#### [RECORDS FOR THIS EXERCISE]
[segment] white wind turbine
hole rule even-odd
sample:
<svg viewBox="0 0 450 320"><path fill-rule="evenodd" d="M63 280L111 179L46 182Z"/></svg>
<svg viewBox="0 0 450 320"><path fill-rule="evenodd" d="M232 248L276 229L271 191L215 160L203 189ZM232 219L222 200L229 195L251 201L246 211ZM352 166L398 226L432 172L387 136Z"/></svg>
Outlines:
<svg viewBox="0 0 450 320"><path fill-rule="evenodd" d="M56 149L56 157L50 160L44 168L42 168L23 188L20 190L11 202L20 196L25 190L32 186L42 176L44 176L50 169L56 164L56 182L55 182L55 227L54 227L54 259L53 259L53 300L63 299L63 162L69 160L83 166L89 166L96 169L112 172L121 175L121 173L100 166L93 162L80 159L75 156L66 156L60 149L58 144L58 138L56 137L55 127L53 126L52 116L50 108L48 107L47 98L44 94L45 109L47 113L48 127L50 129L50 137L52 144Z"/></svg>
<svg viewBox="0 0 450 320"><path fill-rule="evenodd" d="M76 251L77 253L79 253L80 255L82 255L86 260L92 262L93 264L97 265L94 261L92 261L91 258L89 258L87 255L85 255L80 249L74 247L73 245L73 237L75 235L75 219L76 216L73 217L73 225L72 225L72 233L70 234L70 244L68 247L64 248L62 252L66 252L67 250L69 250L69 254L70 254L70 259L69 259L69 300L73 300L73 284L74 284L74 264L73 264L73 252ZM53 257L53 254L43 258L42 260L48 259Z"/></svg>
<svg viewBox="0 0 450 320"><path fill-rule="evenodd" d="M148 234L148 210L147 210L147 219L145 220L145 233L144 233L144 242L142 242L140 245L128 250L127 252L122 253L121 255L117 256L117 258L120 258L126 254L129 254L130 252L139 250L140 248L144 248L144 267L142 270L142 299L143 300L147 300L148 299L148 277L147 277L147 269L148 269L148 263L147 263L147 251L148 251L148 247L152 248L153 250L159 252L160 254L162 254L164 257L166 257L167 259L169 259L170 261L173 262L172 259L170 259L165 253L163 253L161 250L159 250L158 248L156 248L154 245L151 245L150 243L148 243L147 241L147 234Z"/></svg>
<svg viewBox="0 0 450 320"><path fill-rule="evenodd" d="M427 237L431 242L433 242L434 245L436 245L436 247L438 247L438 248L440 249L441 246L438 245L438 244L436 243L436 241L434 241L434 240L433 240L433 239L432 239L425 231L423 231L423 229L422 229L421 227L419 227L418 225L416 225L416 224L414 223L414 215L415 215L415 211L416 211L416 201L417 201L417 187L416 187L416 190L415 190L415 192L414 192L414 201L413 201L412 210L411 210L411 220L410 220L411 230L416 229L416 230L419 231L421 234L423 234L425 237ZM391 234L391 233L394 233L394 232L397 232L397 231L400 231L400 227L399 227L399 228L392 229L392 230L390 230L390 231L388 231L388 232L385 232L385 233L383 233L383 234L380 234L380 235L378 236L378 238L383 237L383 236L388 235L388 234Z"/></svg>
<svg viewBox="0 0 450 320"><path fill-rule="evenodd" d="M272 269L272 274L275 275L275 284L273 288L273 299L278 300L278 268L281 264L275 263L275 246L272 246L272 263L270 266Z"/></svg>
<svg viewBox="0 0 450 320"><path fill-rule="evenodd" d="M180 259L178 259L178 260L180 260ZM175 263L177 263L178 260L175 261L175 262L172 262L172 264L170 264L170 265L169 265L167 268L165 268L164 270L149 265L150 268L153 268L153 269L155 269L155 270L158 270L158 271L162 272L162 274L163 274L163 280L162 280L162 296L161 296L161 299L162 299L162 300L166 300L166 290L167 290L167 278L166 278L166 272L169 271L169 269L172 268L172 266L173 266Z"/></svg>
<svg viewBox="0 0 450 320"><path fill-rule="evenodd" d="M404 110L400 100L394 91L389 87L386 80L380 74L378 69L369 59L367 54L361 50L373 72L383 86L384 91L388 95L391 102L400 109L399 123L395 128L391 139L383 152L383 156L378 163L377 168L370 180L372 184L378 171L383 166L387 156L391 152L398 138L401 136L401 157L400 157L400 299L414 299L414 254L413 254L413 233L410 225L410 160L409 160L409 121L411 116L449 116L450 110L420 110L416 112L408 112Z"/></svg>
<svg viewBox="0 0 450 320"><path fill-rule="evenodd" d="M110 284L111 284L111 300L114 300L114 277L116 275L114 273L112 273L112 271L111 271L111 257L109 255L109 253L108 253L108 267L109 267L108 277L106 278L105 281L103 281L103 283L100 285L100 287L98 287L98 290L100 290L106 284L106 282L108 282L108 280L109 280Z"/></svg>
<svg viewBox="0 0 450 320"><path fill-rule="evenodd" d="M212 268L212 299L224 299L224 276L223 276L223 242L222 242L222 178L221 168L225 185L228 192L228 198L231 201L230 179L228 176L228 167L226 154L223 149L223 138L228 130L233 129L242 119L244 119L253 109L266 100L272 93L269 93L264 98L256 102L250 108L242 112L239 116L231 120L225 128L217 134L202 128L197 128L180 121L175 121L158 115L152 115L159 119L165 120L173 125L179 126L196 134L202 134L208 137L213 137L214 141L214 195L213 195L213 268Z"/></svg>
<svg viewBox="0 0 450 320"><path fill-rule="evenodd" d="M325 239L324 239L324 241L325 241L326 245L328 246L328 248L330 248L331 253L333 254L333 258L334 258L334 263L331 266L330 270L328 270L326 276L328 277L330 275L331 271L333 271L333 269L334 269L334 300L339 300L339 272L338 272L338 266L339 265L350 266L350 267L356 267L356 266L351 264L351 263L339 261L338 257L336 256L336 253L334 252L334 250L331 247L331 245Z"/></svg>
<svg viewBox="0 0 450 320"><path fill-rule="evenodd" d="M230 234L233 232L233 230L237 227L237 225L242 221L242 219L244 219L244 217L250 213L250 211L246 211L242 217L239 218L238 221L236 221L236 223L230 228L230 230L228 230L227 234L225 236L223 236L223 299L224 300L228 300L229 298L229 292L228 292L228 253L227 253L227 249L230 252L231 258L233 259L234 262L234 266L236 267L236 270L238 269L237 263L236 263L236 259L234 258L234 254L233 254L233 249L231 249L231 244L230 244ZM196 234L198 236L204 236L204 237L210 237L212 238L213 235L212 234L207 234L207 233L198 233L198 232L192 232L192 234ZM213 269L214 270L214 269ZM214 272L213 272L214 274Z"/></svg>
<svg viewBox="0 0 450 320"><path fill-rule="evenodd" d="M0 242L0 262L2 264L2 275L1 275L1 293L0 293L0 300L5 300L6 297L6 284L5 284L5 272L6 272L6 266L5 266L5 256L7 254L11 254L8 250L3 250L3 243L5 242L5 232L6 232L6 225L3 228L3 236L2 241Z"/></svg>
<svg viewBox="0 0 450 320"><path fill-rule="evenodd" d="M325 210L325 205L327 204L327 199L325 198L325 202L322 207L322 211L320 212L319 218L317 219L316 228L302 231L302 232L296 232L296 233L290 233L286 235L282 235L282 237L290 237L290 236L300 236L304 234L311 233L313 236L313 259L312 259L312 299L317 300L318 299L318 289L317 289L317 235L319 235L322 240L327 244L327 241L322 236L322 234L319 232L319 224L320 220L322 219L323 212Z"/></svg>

#### [TASK DIRECTIONS]
Above this task is a listing. Restate, word for word and with nothing added, the lines from the one with "hole rule even-odd" through the one with "248L276 229L271 191L215".

#### [FINAL ANSWER]
hole rule even-odd
sample:
<svg viewBox="0 0 450 320"><path fill-rule="evenodd" d="M63 280L111 179L46 182Z"/></svg>
<svg viewBox="0 0 450 320"><path fill-rule="evenodd" d="M232 248L276 229L271 191L215 160L203 189ZM232 219L222 200L229 195L251 201L246 211ZM352 166L398 226L432 172L387 136Z"/></svg>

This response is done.